**DATA TO EXAMINE:**
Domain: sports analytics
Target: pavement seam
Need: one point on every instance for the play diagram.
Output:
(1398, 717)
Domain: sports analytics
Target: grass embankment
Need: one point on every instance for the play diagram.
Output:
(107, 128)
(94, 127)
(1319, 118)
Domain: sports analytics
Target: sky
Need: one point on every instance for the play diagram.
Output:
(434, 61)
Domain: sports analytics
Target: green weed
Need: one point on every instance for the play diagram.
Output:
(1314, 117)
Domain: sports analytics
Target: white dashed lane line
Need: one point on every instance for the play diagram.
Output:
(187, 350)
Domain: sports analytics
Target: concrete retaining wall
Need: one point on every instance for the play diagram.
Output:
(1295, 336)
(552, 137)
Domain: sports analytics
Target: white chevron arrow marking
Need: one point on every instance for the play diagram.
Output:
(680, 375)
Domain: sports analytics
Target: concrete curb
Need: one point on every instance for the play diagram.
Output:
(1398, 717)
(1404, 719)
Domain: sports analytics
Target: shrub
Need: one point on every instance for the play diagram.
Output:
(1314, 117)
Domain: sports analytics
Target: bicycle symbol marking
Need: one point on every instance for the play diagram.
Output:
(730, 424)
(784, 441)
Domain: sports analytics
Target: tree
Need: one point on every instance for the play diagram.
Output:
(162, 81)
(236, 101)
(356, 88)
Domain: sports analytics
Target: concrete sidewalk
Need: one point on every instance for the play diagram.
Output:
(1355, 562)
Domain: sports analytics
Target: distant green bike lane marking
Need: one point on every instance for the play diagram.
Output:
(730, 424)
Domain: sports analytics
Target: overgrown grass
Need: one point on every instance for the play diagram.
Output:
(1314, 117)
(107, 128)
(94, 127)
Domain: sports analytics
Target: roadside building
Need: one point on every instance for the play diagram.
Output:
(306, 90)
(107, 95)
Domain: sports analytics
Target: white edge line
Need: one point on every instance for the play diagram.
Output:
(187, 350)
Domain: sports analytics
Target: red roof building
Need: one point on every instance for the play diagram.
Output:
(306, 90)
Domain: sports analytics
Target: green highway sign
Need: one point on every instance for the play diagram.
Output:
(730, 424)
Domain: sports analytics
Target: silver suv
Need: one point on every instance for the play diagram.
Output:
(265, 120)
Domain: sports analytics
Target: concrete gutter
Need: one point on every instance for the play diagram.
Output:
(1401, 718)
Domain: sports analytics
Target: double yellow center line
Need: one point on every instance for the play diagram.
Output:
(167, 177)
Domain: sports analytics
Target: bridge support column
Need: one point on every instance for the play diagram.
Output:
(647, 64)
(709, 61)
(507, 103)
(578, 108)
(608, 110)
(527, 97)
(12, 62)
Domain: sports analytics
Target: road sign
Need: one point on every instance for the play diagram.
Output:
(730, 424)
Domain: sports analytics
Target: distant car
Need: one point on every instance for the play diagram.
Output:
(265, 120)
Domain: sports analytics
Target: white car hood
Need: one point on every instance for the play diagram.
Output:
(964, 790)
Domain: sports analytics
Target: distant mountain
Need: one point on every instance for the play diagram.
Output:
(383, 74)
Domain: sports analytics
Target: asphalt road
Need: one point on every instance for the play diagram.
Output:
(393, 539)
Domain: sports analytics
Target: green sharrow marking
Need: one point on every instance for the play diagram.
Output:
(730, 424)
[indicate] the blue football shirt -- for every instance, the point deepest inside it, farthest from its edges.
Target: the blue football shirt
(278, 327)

---

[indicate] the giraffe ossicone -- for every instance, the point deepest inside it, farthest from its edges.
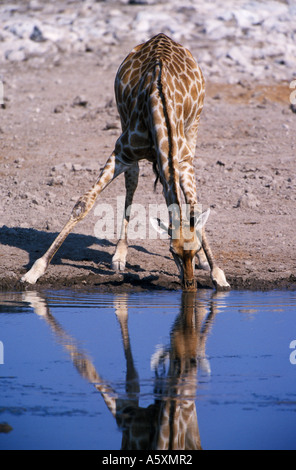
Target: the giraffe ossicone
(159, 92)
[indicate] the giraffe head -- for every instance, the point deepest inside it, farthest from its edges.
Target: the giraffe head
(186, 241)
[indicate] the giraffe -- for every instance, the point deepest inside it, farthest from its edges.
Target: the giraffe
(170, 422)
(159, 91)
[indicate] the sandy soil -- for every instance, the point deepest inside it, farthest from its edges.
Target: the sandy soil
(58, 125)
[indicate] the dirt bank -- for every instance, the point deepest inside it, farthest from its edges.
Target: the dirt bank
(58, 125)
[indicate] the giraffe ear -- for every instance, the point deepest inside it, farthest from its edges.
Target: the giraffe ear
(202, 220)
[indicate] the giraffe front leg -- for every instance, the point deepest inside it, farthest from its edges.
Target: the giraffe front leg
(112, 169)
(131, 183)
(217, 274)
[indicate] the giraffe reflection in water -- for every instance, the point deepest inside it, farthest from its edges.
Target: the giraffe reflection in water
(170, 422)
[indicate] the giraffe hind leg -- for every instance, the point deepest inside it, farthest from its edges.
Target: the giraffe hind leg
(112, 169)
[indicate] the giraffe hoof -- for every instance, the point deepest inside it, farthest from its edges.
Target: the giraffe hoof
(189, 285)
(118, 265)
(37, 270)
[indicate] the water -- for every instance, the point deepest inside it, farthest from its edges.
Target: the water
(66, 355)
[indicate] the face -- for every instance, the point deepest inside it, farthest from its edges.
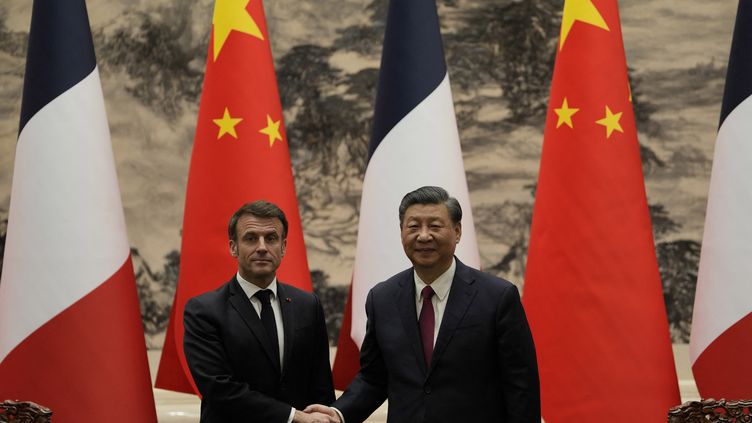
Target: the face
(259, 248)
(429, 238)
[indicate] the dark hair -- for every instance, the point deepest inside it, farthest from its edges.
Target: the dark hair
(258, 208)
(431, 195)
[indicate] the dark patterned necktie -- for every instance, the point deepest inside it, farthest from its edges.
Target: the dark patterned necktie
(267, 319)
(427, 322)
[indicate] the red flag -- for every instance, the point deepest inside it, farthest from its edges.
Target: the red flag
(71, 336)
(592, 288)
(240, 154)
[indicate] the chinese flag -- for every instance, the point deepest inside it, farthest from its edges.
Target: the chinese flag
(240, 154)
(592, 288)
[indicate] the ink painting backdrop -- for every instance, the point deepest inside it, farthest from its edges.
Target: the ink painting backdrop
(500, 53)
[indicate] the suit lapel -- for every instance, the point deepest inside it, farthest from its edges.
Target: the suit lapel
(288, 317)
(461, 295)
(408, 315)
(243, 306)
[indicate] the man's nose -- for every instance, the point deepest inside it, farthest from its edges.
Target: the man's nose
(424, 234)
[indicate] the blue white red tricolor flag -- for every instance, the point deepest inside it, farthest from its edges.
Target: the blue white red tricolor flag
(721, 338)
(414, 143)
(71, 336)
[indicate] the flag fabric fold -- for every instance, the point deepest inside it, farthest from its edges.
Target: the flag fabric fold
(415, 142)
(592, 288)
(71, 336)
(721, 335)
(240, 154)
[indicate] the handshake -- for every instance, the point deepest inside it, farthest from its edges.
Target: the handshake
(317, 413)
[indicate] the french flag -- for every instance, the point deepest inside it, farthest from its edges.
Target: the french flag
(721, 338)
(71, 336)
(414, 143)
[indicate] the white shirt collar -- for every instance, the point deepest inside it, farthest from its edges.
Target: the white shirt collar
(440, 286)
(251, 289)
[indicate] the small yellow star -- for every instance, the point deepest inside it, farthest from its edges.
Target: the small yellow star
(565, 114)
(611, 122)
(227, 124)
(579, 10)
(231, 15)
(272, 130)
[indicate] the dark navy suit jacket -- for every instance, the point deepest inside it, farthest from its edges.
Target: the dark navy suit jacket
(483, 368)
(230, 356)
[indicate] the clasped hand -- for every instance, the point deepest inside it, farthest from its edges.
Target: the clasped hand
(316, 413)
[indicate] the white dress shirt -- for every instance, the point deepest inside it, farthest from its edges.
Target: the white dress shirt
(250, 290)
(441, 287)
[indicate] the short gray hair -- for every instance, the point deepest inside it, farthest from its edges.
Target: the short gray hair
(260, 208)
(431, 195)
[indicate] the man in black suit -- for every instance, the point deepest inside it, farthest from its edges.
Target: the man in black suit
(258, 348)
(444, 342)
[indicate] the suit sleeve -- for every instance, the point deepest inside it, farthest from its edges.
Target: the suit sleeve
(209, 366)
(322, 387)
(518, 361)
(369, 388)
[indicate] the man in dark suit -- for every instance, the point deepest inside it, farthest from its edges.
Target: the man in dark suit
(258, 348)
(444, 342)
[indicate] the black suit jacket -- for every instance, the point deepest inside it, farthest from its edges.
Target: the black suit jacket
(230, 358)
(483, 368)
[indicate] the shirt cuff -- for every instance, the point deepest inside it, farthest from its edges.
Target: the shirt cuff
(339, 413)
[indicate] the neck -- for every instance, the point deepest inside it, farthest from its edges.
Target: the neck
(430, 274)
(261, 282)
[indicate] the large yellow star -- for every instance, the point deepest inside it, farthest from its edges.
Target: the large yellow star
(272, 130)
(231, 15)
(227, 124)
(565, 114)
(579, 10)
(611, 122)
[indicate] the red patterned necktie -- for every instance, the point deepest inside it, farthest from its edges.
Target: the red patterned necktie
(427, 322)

**EXERCISE OBJECTIVE:**
Give back every line of the listing where the word "green" shows up.

**RESULT FOR THIS EXERCISE:**
Target: green weed
Target: distant green bike lane marking
Target: green highway sign
Target: green sharrow marking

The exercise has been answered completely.